■ Problem details:
Scan the entries below and give the number of lines containing "grass", with no accompanying words.

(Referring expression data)
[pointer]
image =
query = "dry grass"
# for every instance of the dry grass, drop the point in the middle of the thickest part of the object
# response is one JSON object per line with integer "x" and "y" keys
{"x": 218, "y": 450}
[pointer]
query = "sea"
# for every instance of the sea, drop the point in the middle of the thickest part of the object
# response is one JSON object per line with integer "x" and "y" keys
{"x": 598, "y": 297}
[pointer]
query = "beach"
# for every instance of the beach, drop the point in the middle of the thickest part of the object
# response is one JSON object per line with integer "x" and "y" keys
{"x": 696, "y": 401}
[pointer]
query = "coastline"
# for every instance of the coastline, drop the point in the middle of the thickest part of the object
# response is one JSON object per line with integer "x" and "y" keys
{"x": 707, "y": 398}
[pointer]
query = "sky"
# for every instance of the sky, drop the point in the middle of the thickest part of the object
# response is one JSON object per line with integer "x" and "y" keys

■ Reply to the exercise:
2